PASSAGE PROVIDED section start

WIFF

Photo credits to Margherita Crocco and Susana Metzger
 

What If? Women in Film Festival 2021

The What if? Women in Film Festival is a platform to give voice to women all over the world. By showcasing documentaries made by women about women, the festival takes its audience on a journey of emotions, culture and exciting contrasts.
Swisscom blue is setting the scene for the main event, which will take place as a hybrid event in Zurich’s blue Cinema Corso this November.

 

The leading forces behind the Women in Film festival, Susana Metzger and Charlotte Gantenbein Soumeire, are female entrepreneurs themselves. In an interview with Tina Werro from Swisscom, they revealed exciting insights on their vision, its implementation and the impact of trending technologies.

  • Are you a filmmaker who has a story to tell? Reach out to [email protected] until the end of April.

The Women in Film Festival is more than “just an art exhibition”. This year, as a contribution to the globally observed movement for women’s rights, the focus lies on creating a historic stamp for gender equality. In the context of entertainment, the event is a tribute to art made by women.

Many endeavors, such as being part of the entrepreneur community of Zurich, inspired the festival’s founders to look at the women’s perspective in a different light. The exchange with other women made them understand that many challenges are relatable ones: “These stories are something bigger than just one person”. The two female founders went ahead to translate that insight into potential.

“It takes a certain degree of daringness to take a step forward and to start working – the insight of common challenges among women was one of the biggest inspirations for us to launch this festival”.

The festival’s vision is to accelerate a positive change through inspiration and through the creation of art, which also embraces an educational role. Besides offering a stage for women to express their perspective and own content through the art of film, the main event in November also includes instructive elements. This includes a collection of historical film records and a range of hands-on workshops where women, and of course also men and children, are given the chance to learn using a camera, how to film and how to video edit.

“You don’t need a budget of billions to make a film. We are often impressed by little guys that are able to create intimate and unique stories. All you need to make a documentary movie, is a storyteller and the dedication to make the movie.”

The key to a unique entertainment experience is the translation of perspectives into art – a form of expression, which subsequently inspires others.

The film festival puts this into action by displaying various types of documentary narratives, which trigger deep emotions that will make the audience grab their seats and keep all eyes fixed on the screen.

Examples of previous films are the narrative of the mindset of Icelandic women on gender equality; the complicated relationship between a mother and her daughter that has been used as their own psychotherapy and was recorded in a simple, yet professional manner of using almost only a mobile phone camera; a female farmer in the middle of France; a DJ in Canada…

“All these narratives express completely different stories and personalities, to which many of us can relate to and learn from.”

PASSAGE PROVIDED section end
SUPPLIED INFORMATION section start

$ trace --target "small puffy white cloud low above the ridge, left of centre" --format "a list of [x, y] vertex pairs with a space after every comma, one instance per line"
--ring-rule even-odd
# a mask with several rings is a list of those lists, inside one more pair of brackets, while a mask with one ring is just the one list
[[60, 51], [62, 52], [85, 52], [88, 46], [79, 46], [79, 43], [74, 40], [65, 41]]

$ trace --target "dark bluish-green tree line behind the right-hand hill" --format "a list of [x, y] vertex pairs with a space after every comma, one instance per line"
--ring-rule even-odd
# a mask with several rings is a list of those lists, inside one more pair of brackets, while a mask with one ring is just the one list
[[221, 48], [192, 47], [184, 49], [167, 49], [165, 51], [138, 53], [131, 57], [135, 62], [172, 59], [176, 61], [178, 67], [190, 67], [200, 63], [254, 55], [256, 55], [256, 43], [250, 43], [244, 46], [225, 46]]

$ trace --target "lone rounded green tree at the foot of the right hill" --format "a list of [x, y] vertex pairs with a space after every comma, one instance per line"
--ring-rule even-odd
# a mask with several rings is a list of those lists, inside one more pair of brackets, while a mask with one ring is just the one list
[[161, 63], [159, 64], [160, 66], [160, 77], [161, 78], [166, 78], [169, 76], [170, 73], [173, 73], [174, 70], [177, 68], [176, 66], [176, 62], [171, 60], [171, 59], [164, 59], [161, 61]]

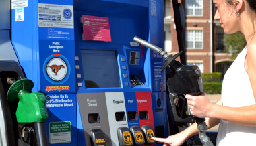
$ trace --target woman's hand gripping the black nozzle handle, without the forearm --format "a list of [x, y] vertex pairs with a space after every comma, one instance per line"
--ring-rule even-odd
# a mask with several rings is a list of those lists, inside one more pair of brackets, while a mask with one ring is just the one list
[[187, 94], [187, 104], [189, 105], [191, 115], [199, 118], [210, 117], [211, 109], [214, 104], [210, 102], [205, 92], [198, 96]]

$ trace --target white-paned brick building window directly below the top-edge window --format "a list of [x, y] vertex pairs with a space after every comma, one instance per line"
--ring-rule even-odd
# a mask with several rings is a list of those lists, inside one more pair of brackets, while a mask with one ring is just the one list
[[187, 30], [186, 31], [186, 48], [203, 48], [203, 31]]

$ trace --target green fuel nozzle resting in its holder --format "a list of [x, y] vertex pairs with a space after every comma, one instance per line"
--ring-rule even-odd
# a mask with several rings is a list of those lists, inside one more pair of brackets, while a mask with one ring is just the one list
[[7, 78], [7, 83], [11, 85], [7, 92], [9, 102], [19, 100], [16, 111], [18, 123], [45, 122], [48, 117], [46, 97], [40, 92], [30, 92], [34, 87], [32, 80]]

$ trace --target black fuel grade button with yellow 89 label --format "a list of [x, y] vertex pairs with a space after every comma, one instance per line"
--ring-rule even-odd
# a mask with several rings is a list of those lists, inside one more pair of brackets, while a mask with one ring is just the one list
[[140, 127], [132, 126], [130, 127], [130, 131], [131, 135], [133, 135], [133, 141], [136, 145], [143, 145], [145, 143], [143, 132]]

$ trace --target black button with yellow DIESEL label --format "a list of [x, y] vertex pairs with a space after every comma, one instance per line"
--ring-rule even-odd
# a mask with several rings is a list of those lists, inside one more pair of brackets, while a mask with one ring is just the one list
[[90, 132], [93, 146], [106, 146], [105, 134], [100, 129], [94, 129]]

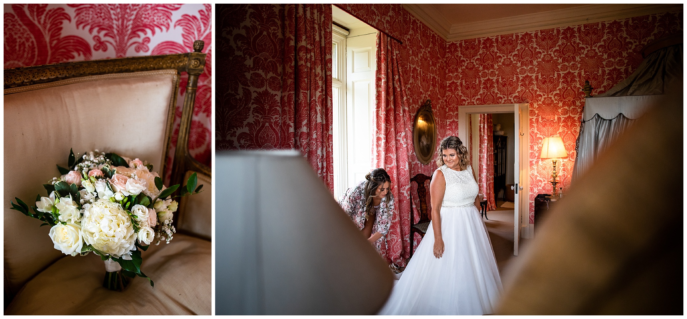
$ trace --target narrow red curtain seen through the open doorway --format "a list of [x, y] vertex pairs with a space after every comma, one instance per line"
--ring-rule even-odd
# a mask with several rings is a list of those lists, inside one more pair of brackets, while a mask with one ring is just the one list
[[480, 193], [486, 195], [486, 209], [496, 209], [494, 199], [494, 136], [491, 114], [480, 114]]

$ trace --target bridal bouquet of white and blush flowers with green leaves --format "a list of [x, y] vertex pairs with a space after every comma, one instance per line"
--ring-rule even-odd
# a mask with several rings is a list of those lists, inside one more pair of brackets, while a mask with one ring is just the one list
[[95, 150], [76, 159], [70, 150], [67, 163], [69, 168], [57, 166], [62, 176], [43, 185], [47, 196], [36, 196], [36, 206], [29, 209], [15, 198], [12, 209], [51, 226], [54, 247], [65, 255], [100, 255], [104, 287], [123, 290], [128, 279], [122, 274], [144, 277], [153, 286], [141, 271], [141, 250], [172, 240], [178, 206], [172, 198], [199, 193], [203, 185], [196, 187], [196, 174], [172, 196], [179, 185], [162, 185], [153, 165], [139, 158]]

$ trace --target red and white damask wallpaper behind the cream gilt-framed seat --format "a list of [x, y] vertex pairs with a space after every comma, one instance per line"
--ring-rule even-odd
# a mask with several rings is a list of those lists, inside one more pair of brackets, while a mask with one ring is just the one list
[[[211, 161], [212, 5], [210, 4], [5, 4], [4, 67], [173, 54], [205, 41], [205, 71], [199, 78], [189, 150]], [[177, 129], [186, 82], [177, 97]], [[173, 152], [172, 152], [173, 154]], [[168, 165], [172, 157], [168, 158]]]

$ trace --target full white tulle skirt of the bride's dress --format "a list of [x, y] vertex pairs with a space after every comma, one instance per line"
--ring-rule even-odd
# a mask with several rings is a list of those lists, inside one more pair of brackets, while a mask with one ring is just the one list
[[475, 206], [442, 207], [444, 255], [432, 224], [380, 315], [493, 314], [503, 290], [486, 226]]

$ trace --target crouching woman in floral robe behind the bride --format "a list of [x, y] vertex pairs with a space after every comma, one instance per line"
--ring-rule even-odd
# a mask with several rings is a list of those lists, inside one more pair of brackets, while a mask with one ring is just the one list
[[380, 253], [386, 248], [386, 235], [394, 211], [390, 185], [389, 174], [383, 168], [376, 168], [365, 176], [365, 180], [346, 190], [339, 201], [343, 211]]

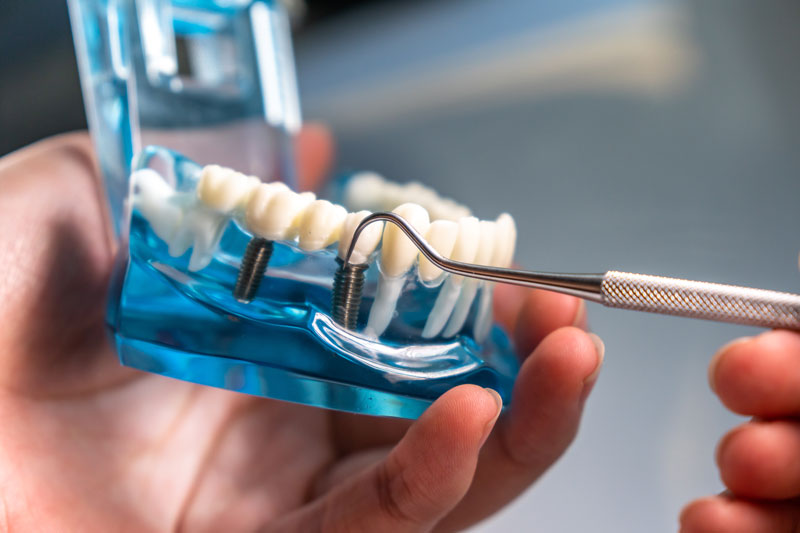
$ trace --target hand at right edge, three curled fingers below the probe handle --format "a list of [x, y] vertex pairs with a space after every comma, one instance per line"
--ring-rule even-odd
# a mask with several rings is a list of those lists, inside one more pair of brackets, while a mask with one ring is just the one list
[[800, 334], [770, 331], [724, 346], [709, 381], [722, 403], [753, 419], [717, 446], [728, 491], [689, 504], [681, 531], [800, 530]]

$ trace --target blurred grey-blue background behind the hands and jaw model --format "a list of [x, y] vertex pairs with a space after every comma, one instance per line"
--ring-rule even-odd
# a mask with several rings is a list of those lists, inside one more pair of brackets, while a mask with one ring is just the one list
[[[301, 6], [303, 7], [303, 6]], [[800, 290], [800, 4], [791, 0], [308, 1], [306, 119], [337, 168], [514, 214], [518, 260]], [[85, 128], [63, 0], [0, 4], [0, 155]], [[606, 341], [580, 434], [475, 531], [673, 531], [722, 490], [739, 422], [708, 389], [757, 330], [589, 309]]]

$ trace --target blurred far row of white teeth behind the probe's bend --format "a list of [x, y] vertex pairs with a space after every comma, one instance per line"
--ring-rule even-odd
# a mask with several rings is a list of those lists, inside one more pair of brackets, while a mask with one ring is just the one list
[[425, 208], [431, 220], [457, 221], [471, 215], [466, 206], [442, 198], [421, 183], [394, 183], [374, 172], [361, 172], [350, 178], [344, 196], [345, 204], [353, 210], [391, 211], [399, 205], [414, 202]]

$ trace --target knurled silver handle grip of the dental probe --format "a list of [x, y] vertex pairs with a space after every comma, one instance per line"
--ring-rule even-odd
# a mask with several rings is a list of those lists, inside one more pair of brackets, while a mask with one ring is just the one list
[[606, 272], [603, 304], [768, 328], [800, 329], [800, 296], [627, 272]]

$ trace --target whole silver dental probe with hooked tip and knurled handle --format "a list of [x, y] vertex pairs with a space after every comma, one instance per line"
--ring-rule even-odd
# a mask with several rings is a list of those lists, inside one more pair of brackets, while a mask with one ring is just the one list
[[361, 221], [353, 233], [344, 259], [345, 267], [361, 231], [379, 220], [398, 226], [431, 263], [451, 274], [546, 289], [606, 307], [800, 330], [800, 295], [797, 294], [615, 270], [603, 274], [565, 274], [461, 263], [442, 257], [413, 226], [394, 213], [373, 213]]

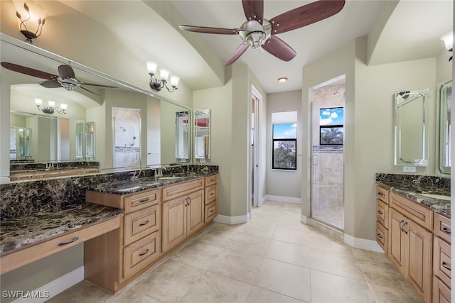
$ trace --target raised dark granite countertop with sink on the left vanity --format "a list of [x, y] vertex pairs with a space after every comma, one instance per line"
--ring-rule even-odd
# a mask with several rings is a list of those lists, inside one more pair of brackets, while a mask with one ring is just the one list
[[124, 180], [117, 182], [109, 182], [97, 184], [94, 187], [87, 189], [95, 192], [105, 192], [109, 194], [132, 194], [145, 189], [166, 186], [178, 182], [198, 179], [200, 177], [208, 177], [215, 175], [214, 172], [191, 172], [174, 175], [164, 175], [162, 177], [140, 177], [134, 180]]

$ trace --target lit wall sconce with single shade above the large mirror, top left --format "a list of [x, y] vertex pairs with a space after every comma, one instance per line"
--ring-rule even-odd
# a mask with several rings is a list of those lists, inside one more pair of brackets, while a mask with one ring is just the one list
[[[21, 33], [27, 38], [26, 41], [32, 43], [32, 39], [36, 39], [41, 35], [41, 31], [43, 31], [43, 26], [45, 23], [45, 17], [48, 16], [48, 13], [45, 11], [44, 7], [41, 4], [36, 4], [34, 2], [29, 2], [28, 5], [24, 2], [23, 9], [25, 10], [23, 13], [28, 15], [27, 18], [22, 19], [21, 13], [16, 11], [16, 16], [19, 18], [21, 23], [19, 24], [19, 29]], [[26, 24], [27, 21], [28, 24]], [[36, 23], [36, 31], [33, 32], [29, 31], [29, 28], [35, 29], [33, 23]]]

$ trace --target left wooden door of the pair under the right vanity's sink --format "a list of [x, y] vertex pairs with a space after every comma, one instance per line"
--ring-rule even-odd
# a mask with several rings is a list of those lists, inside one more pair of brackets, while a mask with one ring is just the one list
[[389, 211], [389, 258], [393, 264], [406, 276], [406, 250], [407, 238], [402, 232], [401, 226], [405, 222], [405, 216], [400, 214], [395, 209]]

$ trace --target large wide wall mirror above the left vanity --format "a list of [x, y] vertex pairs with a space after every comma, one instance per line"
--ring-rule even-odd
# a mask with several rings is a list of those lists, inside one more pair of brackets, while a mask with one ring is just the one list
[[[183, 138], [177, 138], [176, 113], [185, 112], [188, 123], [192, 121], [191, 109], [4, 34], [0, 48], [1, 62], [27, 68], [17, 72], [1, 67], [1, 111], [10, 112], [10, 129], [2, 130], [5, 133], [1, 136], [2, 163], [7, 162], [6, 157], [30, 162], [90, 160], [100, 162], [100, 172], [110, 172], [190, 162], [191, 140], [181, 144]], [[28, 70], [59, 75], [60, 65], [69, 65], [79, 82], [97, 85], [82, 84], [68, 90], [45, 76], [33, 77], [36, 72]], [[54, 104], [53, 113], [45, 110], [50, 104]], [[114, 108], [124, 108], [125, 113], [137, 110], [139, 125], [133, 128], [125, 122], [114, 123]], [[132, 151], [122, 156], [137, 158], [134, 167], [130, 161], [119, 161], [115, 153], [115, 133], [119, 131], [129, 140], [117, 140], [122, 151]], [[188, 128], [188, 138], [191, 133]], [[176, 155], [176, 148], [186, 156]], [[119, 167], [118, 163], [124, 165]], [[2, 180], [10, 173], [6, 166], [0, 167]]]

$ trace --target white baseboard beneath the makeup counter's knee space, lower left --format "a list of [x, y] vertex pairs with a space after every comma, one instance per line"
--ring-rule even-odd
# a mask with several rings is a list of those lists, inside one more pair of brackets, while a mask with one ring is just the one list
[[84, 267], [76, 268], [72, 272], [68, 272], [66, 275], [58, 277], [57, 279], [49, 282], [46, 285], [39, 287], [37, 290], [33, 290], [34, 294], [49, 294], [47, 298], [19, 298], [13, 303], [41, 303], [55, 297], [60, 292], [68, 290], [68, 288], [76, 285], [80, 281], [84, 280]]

SUPPLIED INFORMATION section end

List every person named in the text about the What If? Women in Film Festival, each name once. The records play no part in what comes next.

**ANSWER SECTION:**
- Margherita Crocco
- Susana Metzger
- Charlotte Gantenbein Soumeire
- Tina Werro